— WORK TO COMPLETE —
Repeat word for word the opening stretch of the entries, from the first line through the line containing "# pin one point per instance of the colored drawing".

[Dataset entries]
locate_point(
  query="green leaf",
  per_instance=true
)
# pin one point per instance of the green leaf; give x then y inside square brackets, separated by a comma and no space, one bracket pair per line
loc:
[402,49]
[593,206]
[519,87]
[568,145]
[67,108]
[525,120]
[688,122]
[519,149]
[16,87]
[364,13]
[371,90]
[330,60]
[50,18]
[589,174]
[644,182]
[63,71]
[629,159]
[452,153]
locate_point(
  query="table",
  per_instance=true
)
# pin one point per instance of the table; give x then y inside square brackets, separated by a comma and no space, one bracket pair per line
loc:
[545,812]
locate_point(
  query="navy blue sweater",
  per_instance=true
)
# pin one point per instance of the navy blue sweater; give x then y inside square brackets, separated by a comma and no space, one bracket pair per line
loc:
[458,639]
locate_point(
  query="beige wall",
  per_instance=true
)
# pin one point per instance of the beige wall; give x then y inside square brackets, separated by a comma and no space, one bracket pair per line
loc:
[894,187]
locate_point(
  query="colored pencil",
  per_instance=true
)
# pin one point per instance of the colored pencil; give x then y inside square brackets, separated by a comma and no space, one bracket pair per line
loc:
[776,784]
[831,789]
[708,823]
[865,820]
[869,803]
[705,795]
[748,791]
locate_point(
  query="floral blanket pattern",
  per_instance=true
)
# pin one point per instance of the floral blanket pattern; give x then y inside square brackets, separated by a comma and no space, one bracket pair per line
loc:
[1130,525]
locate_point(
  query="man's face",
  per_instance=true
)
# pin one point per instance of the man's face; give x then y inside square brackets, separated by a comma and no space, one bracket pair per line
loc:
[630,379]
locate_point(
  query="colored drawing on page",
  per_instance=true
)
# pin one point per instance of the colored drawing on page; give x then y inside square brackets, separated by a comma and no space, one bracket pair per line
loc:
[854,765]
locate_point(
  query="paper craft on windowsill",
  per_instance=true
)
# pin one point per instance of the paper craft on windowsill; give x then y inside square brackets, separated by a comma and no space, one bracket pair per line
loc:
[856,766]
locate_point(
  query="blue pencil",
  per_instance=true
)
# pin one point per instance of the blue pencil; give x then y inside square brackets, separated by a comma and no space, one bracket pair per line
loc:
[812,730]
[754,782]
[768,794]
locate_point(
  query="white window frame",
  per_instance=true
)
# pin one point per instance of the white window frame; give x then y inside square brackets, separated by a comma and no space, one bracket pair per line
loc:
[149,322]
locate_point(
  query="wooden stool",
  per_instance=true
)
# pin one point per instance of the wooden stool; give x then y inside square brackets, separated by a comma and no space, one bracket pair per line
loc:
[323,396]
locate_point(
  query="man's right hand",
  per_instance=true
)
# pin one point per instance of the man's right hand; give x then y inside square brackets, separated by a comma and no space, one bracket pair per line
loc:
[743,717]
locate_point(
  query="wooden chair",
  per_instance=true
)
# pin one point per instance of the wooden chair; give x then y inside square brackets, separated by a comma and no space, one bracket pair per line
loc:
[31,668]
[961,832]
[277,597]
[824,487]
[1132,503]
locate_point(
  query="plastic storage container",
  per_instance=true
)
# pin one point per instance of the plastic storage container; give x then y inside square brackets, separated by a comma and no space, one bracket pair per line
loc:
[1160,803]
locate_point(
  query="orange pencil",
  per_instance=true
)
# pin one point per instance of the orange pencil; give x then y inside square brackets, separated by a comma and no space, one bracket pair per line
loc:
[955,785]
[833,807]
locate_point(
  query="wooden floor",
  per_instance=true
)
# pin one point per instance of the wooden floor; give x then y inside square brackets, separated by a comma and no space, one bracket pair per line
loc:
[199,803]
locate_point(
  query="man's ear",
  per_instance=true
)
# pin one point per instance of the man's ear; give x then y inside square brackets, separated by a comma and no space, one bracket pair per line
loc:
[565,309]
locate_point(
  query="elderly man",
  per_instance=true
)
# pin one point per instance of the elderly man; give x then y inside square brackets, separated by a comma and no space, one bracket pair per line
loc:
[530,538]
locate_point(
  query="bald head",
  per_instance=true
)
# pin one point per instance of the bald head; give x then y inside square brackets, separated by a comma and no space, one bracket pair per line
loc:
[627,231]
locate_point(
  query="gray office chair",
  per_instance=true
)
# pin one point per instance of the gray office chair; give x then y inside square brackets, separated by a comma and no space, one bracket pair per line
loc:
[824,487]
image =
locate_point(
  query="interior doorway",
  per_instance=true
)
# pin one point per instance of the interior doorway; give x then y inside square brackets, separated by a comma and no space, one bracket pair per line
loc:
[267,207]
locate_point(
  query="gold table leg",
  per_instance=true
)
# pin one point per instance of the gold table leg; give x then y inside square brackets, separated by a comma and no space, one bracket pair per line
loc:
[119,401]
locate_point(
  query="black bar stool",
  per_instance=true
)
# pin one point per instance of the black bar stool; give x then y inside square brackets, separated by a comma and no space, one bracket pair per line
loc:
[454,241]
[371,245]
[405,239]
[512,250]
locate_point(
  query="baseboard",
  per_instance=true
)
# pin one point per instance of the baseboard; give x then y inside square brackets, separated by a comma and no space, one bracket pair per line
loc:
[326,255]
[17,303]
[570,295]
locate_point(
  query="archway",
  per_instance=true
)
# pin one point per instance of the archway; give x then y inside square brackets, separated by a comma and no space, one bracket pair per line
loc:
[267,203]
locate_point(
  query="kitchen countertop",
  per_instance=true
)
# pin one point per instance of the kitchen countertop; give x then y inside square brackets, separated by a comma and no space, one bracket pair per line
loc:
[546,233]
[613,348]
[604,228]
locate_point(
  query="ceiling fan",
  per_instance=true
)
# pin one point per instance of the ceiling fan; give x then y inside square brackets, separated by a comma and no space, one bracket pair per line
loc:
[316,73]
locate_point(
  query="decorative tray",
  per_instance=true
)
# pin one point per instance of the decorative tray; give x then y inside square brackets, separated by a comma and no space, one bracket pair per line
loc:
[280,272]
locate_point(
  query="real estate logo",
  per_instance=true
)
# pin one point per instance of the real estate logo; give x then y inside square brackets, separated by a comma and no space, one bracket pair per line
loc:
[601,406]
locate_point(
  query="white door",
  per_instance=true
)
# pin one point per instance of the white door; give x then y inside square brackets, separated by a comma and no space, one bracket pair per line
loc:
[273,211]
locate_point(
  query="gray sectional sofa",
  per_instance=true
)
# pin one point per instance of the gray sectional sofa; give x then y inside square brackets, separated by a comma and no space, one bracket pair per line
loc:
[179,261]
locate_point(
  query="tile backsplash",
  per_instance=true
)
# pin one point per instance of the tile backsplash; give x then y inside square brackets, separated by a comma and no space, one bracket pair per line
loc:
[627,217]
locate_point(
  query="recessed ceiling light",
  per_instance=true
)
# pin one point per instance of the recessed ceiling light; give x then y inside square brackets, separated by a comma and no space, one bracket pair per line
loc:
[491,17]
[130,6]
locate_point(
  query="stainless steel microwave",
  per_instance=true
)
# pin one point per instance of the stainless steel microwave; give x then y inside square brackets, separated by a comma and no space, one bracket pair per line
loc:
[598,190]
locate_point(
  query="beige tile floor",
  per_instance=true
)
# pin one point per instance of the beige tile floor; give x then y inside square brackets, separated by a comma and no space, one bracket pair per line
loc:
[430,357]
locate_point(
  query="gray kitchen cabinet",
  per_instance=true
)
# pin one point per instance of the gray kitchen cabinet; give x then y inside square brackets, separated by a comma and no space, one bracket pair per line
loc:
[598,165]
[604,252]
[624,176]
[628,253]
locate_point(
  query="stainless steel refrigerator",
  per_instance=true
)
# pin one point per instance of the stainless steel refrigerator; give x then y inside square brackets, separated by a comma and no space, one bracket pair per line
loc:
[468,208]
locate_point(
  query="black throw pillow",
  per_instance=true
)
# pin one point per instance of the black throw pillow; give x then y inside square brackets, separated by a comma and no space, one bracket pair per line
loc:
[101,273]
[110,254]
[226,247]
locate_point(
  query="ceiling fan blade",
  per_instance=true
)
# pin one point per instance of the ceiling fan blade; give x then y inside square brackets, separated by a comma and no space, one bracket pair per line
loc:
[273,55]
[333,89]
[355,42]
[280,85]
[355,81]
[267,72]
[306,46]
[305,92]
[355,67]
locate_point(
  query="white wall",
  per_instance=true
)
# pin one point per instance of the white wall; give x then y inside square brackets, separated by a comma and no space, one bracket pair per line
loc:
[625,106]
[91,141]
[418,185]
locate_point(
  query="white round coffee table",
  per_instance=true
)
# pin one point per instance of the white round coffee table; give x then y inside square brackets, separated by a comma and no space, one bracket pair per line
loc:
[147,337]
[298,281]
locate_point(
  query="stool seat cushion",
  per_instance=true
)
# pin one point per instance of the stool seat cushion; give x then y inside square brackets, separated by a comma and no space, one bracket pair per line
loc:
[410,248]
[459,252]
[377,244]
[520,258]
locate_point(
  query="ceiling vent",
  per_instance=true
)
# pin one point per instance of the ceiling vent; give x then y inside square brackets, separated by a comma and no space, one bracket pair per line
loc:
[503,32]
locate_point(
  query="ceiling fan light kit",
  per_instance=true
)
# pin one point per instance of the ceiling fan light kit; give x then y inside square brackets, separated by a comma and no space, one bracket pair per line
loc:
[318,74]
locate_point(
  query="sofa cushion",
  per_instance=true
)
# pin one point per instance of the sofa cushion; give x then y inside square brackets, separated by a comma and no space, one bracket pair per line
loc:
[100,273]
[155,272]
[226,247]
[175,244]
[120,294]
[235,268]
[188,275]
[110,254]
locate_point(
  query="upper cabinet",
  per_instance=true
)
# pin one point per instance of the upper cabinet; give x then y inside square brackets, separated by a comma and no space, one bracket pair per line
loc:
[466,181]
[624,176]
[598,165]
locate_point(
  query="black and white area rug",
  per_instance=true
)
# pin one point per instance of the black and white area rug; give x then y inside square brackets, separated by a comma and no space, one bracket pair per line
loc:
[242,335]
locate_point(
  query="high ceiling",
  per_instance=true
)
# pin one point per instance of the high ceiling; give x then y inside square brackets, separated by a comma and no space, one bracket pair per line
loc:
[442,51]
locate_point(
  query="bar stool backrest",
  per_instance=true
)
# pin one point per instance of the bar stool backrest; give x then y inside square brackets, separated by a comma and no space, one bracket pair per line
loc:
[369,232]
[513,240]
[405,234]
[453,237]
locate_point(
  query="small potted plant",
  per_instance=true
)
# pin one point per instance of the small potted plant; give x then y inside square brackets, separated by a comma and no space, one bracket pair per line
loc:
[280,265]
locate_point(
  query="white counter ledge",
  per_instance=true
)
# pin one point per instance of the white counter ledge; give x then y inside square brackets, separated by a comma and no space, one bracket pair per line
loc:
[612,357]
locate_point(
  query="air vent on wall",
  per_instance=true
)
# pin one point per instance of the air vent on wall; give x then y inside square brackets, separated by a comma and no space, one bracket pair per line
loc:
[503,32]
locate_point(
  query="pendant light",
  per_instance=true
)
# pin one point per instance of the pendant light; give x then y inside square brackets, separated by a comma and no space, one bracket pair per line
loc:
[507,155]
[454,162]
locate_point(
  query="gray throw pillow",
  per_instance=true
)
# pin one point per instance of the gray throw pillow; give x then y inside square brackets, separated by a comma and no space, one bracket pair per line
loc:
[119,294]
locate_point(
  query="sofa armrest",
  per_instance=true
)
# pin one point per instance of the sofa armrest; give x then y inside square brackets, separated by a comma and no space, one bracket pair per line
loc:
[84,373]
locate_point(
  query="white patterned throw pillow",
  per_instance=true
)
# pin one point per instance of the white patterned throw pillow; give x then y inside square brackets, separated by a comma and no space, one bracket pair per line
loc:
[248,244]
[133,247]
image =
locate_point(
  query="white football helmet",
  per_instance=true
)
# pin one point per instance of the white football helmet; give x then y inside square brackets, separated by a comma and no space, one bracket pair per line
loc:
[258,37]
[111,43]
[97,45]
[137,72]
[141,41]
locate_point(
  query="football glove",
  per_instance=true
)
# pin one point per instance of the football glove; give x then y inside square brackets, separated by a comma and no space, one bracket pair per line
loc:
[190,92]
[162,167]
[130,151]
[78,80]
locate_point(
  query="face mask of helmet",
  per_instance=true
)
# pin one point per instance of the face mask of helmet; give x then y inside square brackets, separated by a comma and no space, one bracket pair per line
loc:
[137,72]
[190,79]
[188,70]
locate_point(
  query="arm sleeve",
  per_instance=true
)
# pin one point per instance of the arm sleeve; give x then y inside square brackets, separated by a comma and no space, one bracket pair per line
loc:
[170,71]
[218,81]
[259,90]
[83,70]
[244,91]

— SOLUTION BELOW —
locate_point(
  query="green leaf",
  per_instance=true
)
# pin one point per instance of the green leaf; give x then y inside square brackets, separated by a comma and no space, one bracket pair per line
loc:
[402,49]
[593,206]
[519,87]
[568,145]
[67,108]
[525,120]
[688,122]
[519,149]
[16,87]
[364,13]
[371,90]
[330,60]
[50,18]
[589,174]
[644,182]
[63,71]
[629,159]
[452,153]
locate_point(
  query="table",
  per_instance=true
)
# pin one point per instance of the table; give x then y inside square brackets, separated by a comma and no space, one bracket pair per line
loc:
[545,812]
locate_point(
  query="navy blue sweater",
  per_instance=true
)
# pin one point per instance of the navy blue sweater; give x then y inside square brackets, separated by a comma and no space, one bracket pair per line
loc:
[458,639]
locate_point(
  query="beige wall",
  per_instance=true
)
# pin one point per instance of the beige wall; give x then y inside square brackets, separated by a comma and no space, one bracket pair per line
loc:
[894,187]
locate_point(
  query="colored pencil",
  per_instance=true
)
# pin one point per instance of the colored pencil; give x then y inside square brackets, separated by a comma and no space, one bracket pair per line
loc:
[776,784]
[831,789]
[708,823]
[865,820]
[869,803]
[705,795]
[748,791]
locate_point(
  query="floral blanket pattern",
  per_instance=true
)
# pin one point per instance of the floral blanket pattern; give x then y inside square brackets, separated by a comma and no space, one bracket pair per line
loc:
[1130,525]
locate_point(
  query="man's face",
  per_instance=true
)
# pin one point per instance of the man's face; give x then y inside square brackets, separated by a comma and no space, one bracket pair per line
loc:
[630,379]
locate_point(
  query="colored drawing on page",
  per_instance=true
)
# pin one point per instance of the colored drawing on page; give x then y inside square brackets, separated by a comma and no space, one bracket pair per line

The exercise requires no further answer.